* BEGIN Passage provided *

Does batching in the standard question-answering pipeline provide a speedup?

Hi there.

I am using the QA pipeline and hoping to get speedup through batching. Basically what I want (this is pseudo code, not exact code; I would appreciate your guidance in doing it right):

       _classifier = pipeline("question-answering", model="deberta")
        result = _classifier(question=["What is the goal?","When did it happen?","Who did it?"], context="Once upon a time many years ago an engineer set up a question answering machine and it was hoped it would run really fast")

So the basic goal is to get this to work at roughly the same speed as a single question, assuming I give it a decent GPU capable of parallelizing the 3 questions.

I did search before asking this question I found a few others who have asked it in different ways but not yet answered:

Batched pipeline · Issue #6327 · huggingface/transformers · GitHub

[Benchmark] Pipeline for question answering · Issue #3007 · huggingface/transformers · GitHub

Many thanks for any pointers or help!

In my experience it doesn’t help.

* END Passage provided *
* BEGIN Raw data *

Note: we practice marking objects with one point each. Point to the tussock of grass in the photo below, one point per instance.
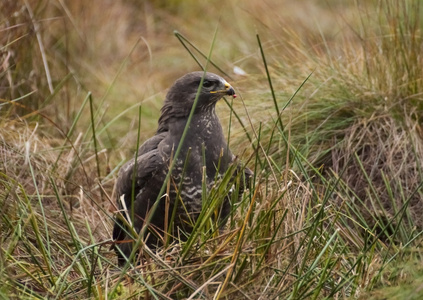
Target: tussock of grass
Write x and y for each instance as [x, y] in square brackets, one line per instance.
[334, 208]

* END Raw data *

— Written problem 1 —
From the forum thread on batching in the question-answering pipeline, print everything from "Batched pipeline ·" down to "it doesn’t help." word for word.
— Written problem 2 —
Shorten the paragraph of the batching thread that begins "So the basic goal is" while keeping its main facts.
— Written problem 3 —
Go on with the forum thread about batching in the question-answering pipeline from the point where it ends.

— Expected output 1 —
Batched pipeline · Issue #6327 · huggingface/transformers · GitHub

[Benchmark] Pipeline for question answering · Issue #3007 · huggingface/transformers · GitHub

Many thanks for any pointers or help!

In my experience it doesn’t help.

— Expected output 2 —
The aim is for the pipeline to handle the three questions at about the speed of a single one, given a decent GPU that can process them in parallel.

— Expected output 3 —
Also, when you look at the code, you can see that once it encode all the given examples, it iterate over them one by one (transformers.pipelines — transformers 4.0.0 documentation):

all_answers = []
for features, example in zip(features_list, examples):
    model_input_names = self.tokenizer.model_input_names + ["input_ids"]
    fw_args = {k: [feature.__dict__[k] for feature in features] for k in model_input_names}

    # Manage tensor allocation on correct device
    with self.device_placement():
        if self.framework == "tf":
            fw_args = {k: tf.constant(v) for (k, v) in fw_args.items()}
            start, end = self.model(fw_args)[:2]
            start, end = start.numpy(), end.numpy()
        else:
            with torch.no_grad():
                # Retrieve the score for the context tokens only (removing question tokens)
                fw_args = {k: torch.tensor(v, device=self.device) for (k, v) in fw_args.items()}
                start, end = self.model(**fw_args)[:2]
                start, end = start.cpu().numpy(), end.cpu().numpy()